— Short problem —
Copy the records from the line containing "Go through the image above and determine if the rocky outcrop" through the line containing "[0,11,255,168]", putting "mountainside" in place of "hillside" and changing nothing else.

__________

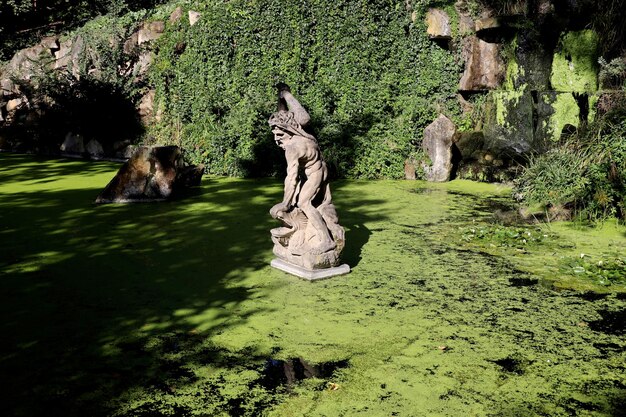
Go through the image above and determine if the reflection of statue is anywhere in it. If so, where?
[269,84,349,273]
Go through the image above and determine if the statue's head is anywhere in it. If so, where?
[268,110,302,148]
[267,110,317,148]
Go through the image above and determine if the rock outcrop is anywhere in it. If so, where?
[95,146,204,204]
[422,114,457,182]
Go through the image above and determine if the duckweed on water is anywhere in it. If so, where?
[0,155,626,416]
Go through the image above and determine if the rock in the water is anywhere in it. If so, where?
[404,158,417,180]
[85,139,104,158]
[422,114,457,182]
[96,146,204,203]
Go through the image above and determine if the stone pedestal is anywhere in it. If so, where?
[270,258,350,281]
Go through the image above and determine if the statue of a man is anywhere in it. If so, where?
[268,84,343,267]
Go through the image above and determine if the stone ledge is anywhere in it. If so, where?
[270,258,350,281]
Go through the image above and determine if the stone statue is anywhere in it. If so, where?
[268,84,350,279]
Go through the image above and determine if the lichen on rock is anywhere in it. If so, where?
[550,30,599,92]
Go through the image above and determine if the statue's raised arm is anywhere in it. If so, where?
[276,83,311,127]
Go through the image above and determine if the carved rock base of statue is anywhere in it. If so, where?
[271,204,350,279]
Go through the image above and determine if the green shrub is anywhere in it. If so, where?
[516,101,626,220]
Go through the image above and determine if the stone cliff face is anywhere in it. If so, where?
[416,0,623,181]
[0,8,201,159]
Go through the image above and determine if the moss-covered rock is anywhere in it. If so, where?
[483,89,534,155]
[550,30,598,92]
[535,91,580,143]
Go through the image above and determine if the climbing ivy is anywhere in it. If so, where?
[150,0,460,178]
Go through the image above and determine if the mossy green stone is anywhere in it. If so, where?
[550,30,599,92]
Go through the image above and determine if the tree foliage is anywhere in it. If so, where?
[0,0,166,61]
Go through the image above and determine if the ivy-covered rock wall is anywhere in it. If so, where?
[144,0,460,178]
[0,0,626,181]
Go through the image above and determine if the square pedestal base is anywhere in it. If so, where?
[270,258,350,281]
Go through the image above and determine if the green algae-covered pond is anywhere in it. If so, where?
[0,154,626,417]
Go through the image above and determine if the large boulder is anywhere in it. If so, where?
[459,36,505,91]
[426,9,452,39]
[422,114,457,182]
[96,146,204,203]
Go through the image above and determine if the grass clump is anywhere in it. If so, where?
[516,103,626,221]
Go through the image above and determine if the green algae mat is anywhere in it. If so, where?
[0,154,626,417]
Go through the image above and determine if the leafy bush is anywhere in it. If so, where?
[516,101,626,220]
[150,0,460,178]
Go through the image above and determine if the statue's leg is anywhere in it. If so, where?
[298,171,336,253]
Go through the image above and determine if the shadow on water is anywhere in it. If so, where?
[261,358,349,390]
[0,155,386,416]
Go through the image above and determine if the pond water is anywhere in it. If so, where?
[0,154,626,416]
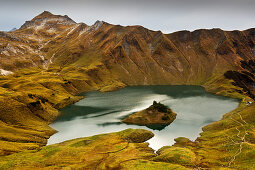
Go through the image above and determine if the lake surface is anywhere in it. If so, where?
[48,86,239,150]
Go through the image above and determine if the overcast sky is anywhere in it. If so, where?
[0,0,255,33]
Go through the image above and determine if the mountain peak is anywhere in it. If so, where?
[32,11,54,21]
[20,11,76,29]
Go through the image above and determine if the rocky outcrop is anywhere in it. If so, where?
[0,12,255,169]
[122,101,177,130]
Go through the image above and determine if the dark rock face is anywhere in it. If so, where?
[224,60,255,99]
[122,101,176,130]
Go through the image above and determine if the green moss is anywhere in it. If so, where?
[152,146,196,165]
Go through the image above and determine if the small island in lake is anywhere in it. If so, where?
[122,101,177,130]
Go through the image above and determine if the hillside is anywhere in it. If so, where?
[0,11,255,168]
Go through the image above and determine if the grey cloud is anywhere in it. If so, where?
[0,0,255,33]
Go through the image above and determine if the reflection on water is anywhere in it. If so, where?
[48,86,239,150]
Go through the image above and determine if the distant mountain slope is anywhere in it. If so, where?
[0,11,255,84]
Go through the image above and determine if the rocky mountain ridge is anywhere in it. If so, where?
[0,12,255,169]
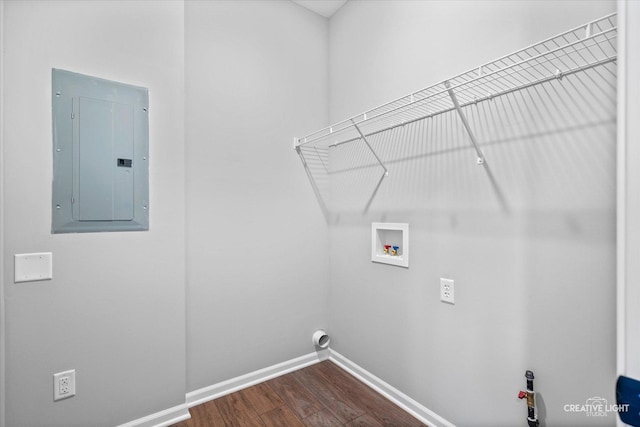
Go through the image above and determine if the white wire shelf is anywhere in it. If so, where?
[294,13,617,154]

__________

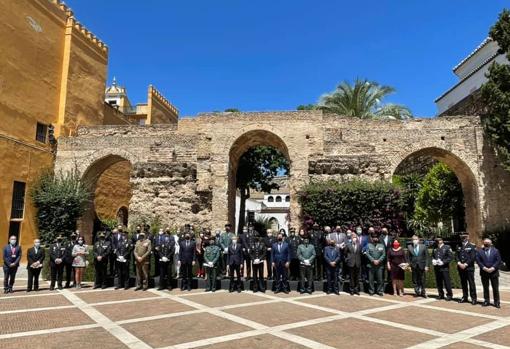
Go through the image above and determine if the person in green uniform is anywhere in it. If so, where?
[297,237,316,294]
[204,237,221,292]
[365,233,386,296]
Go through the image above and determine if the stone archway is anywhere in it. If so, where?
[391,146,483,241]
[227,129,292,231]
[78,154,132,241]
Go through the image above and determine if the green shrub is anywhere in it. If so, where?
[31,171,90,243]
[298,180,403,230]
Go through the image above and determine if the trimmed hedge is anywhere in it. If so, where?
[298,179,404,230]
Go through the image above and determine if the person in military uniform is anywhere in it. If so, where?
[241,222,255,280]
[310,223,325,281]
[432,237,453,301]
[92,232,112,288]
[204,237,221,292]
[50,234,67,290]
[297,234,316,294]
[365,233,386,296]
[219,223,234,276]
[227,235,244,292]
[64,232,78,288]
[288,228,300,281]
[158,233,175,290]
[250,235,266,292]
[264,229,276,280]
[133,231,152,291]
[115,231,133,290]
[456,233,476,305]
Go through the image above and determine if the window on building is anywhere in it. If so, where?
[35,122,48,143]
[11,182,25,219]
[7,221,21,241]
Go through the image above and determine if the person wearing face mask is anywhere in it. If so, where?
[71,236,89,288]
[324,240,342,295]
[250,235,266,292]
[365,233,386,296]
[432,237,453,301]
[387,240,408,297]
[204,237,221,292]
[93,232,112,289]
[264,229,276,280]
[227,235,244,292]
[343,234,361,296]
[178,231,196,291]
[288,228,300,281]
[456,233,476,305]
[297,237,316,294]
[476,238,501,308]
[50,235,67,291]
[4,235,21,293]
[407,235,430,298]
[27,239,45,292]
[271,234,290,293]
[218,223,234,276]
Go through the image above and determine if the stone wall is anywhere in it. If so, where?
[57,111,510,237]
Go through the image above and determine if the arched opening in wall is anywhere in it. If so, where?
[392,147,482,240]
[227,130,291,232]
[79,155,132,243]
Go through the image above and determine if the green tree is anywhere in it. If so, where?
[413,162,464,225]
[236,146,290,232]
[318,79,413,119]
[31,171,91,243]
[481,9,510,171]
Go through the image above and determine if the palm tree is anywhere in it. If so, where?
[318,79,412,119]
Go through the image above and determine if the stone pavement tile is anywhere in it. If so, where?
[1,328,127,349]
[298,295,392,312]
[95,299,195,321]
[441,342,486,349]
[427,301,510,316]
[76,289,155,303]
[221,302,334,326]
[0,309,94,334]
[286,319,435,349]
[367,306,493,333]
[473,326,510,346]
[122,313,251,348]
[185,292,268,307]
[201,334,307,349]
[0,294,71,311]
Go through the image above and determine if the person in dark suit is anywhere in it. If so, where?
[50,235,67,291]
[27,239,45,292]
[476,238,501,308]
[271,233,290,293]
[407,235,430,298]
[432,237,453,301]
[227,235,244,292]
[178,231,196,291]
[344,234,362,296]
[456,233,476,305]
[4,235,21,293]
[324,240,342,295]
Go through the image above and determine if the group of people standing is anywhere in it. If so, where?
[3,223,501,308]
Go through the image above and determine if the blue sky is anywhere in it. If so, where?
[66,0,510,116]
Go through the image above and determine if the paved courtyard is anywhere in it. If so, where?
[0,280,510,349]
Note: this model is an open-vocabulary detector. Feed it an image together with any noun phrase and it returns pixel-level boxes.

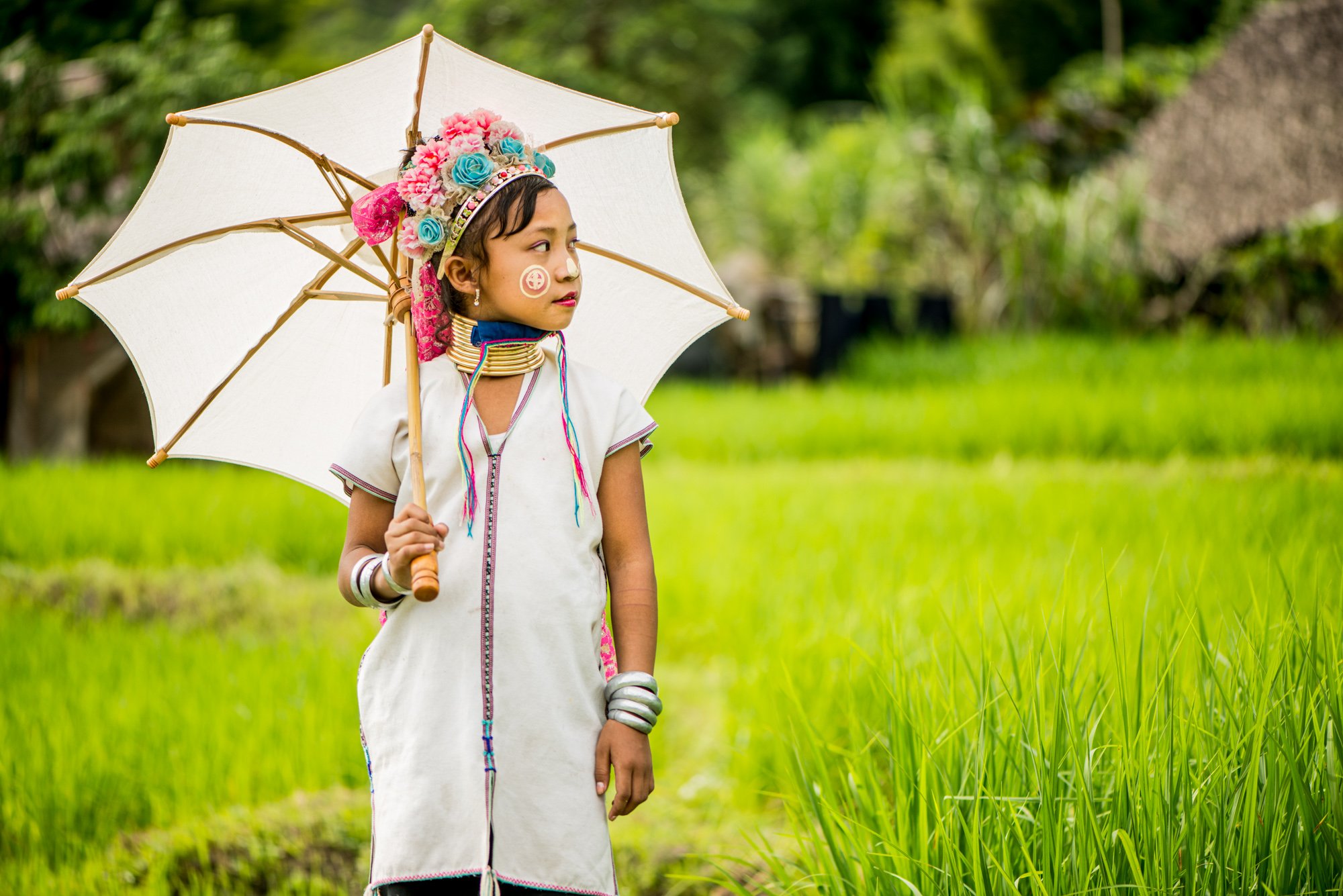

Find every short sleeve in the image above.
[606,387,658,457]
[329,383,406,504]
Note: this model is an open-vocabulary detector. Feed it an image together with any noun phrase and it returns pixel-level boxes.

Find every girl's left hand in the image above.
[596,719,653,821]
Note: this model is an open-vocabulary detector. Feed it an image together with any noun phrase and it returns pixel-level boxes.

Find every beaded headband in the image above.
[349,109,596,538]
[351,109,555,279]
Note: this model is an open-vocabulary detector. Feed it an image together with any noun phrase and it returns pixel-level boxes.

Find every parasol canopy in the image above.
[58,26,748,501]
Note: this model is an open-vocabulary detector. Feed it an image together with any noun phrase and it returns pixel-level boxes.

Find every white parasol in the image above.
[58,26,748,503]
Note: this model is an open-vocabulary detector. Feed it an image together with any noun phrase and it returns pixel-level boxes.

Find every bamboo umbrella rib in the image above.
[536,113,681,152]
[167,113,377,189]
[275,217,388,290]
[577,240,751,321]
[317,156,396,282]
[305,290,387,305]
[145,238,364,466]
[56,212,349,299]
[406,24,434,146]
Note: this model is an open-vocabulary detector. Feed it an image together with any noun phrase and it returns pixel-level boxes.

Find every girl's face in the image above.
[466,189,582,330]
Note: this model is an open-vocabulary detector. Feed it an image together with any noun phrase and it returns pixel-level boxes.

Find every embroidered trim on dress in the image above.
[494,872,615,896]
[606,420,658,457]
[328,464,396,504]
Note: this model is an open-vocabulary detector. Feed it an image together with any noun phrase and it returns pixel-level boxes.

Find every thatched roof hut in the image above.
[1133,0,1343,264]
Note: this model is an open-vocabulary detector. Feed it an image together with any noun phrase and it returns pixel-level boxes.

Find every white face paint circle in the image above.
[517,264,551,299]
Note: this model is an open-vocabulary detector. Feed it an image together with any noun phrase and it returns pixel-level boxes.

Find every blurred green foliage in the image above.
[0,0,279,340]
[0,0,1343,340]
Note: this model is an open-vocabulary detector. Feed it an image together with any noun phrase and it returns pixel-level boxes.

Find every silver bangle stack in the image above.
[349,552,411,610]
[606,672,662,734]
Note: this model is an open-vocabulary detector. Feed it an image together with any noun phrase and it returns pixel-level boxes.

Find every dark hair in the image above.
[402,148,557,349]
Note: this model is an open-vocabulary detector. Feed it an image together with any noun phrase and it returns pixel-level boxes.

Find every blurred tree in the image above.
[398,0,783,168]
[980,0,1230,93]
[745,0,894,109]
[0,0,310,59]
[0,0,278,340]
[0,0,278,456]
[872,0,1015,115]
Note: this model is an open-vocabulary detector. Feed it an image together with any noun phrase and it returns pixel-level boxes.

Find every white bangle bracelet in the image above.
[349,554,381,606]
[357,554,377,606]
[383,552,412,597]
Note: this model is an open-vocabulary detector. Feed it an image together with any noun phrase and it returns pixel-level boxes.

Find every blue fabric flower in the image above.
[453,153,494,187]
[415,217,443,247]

__________

— Reply —
Go through the image above and determine if the rocky outcrop is anywhere in it. If so, where?
[0,12,255,169]
[122,101,177,130]
Go through the image above and determine if the dark rock face is anywhere in it. If so, where?
[224,60,255,99]
[122,101,176,130]
Go through the image above and determine if the green moss is anywhere in it. If so, where?
[152,146,196,165]
Go through the image above and determine if the small island in lake is anywhere in it. If so, where?
[122,101,177,130]
Go through the image above and determine if the mountainside is anywhere in it. If so, where?
[0,11,255,168]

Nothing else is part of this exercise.